> **WHAT THE TASK ASKS**: Reproduce verbatim the final portion of the material below, from the line containing "Return one point per instance of the dried" through its last line, and nothing else.

> **DATASET EXTRACT**:
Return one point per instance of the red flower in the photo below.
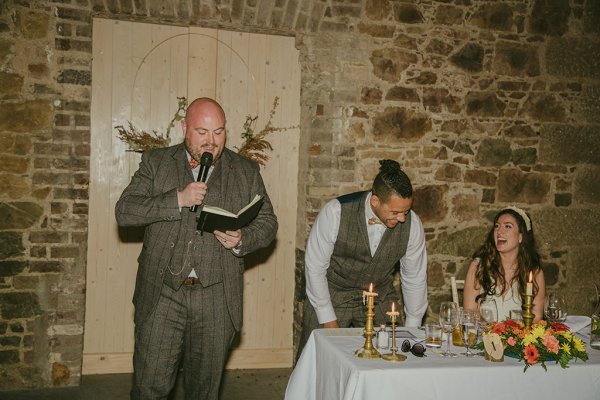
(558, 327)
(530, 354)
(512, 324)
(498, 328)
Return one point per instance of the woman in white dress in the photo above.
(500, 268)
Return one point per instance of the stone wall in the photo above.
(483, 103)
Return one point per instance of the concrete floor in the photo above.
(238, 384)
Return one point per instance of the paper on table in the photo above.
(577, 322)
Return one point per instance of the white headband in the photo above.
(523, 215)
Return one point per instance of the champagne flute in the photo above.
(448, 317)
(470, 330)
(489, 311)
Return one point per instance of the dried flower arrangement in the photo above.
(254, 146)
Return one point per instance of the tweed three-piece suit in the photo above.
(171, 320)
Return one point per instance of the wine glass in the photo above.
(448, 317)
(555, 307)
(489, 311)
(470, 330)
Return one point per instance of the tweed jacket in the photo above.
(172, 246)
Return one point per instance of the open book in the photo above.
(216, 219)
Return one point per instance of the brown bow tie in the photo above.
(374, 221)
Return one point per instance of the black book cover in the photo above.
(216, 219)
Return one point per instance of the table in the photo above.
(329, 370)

> **OUTPUT FOR THIS TASK**:
Return one point per instance of the dried flower arrangement in the photo above.
(254, 146)
Return one point per instance of the tweed three-piece suit in the photo above.
(171, 320)
Return one point per instance of the wine glass in the photo above.
(448, 317)
(555, 307)
(489, 311)
(470, 330)
Return one point per instance of the tweed jacket in the photo above.
(172, 246)
Return one point per instance of the open book in the photo above.
(216, 219)
Return one point per instance of the brown bow tie in the photo above.
(374, 221)
Return one point per instance of the black book cover in the photo above.
(216, 219)
Return one point per instance of the table in the photo above.
(329, 370)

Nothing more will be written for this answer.